__Stated task__. Pick out and copy every line in the entries below that contains the string "green". Case counts.
* BEGIN *
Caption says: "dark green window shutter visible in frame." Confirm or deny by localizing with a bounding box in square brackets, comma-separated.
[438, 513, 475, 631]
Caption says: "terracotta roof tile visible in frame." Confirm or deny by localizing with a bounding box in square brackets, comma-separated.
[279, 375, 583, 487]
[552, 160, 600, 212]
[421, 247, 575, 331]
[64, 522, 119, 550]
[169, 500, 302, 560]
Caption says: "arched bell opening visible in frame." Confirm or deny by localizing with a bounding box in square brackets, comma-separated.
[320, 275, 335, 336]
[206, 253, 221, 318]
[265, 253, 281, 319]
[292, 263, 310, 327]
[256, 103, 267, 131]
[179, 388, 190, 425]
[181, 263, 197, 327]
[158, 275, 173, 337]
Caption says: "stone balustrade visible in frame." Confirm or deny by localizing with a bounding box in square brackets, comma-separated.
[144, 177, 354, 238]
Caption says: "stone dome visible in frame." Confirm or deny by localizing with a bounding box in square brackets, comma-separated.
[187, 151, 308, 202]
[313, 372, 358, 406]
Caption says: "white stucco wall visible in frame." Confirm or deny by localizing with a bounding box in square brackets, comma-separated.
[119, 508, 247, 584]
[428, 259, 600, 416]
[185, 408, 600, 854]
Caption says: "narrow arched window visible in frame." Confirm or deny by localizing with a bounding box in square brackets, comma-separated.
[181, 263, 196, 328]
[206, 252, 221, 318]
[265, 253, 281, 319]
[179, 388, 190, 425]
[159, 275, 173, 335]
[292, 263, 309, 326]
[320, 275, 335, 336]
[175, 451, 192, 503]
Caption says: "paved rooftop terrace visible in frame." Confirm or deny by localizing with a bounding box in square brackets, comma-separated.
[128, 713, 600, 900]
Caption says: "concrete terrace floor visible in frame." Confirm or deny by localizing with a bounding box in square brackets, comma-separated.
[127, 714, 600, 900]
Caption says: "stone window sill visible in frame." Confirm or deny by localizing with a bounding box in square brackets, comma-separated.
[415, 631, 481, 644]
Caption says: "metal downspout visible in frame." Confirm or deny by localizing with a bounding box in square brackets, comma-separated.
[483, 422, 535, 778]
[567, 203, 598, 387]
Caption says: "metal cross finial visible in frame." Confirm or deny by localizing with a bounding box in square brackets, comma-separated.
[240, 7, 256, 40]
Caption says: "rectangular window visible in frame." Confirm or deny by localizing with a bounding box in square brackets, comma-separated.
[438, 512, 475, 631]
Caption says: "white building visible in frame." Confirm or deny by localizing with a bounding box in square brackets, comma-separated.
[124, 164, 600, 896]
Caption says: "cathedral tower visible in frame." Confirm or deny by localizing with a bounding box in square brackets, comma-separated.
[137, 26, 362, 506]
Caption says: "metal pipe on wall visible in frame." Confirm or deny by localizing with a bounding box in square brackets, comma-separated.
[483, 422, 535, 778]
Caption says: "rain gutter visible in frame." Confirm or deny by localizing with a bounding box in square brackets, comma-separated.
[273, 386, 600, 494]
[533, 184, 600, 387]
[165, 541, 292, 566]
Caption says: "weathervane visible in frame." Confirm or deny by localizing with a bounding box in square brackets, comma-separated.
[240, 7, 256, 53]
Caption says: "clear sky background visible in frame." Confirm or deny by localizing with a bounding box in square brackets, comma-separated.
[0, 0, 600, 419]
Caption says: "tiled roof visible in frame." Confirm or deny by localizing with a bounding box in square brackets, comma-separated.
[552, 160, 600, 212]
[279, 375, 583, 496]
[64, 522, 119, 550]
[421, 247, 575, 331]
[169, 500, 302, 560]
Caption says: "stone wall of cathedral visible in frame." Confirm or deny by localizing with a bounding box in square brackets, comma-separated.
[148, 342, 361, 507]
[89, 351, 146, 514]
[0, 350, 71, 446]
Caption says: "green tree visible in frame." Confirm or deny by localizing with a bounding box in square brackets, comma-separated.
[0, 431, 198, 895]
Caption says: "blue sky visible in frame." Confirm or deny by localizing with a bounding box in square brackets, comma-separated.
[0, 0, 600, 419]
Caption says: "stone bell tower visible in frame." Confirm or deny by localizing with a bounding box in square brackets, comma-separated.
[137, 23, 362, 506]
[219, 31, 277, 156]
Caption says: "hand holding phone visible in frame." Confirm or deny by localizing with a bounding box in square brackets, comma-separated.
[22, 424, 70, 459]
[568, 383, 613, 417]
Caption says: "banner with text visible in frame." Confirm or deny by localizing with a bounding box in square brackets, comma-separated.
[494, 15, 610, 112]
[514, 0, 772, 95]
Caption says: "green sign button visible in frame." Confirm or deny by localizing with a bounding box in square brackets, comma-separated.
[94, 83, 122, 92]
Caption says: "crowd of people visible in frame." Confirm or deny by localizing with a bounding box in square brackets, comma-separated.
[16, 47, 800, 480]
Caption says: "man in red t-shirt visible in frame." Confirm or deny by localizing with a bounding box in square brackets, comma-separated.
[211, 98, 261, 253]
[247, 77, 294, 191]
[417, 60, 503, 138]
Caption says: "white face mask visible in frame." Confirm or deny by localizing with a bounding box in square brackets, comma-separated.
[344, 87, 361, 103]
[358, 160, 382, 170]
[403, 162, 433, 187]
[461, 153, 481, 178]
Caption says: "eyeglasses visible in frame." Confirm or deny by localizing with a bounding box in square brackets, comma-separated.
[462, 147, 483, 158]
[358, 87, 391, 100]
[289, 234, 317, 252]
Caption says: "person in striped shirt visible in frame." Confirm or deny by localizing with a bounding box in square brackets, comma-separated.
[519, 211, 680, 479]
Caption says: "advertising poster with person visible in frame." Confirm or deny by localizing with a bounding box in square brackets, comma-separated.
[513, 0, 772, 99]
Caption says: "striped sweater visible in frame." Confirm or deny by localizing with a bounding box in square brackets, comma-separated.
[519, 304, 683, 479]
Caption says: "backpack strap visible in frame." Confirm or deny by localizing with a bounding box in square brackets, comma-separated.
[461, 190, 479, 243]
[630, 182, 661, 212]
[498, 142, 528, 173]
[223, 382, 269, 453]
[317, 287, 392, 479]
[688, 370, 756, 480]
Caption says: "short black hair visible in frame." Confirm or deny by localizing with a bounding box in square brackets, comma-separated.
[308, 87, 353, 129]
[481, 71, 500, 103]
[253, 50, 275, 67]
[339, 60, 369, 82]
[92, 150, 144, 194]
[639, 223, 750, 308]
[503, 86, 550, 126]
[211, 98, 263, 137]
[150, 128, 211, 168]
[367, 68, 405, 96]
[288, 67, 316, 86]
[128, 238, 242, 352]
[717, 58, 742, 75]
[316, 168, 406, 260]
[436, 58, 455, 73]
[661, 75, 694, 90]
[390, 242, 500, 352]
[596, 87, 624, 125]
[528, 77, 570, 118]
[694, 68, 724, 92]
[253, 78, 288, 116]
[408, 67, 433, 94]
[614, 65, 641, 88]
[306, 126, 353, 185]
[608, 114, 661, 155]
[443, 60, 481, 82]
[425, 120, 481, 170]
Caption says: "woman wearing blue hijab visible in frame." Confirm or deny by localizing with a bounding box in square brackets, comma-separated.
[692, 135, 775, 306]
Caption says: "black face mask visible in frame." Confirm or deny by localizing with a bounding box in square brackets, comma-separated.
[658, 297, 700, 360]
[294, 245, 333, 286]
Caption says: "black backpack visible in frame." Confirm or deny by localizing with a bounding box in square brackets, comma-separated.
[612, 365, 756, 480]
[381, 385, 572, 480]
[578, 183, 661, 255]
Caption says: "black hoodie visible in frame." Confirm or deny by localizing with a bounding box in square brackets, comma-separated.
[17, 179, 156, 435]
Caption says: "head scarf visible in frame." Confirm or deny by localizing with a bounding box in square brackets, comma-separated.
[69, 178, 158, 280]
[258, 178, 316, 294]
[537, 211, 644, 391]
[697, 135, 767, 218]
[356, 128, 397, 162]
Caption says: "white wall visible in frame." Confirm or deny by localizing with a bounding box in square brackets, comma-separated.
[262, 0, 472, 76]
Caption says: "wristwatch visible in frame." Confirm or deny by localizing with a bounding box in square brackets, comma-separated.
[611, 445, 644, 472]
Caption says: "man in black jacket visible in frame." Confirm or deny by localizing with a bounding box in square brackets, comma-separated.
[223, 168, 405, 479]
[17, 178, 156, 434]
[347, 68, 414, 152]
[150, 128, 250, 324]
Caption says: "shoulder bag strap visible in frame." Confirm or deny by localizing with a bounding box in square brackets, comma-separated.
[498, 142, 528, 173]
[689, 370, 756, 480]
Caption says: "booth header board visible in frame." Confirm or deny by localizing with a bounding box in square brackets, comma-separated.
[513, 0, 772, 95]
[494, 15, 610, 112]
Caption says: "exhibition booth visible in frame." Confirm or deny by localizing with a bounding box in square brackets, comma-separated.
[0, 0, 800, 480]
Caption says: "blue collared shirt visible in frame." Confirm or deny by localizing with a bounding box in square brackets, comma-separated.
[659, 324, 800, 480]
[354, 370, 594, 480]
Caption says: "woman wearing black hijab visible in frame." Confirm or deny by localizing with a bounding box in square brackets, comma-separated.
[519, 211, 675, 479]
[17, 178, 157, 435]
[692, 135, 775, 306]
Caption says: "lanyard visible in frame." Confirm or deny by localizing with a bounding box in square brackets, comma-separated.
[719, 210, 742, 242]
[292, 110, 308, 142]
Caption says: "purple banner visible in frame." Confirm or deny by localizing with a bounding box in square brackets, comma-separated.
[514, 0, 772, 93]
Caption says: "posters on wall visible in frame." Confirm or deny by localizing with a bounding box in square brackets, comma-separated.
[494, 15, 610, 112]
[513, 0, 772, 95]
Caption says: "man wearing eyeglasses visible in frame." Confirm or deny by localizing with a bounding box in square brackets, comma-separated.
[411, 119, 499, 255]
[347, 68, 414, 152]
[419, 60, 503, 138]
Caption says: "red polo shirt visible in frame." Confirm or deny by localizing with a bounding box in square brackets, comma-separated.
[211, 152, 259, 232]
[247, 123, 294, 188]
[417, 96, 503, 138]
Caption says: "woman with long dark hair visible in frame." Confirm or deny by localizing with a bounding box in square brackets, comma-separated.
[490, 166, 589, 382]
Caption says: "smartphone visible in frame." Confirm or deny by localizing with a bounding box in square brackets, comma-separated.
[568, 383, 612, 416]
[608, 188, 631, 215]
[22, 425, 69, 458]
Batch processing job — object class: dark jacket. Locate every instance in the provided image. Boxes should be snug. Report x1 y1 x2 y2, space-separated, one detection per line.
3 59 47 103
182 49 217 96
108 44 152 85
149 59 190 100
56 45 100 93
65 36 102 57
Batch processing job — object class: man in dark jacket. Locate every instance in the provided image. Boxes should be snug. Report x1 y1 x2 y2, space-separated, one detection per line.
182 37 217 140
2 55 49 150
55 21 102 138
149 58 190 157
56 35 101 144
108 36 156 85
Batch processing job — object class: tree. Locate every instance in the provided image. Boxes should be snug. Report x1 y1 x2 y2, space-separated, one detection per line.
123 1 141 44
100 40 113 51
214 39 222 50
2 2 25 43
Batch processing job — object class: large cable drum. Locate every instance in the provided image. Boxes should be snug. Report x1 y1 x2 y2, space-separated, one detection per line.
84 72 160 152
* END *
__Answer to this problem__.
Caption says: "dark green window shutter visible in frame." Confirm or deny by localizing with a bounding box in square brackets, comma-separated.
Caption says: "green tree visible in frame." Confirm or deny by localizing with a bounding box in square brackets, comma-separated.
Caption says: "green sign button visible in frame." Confirm or deny by localizing with a bounding box in square brackets, comma-separated.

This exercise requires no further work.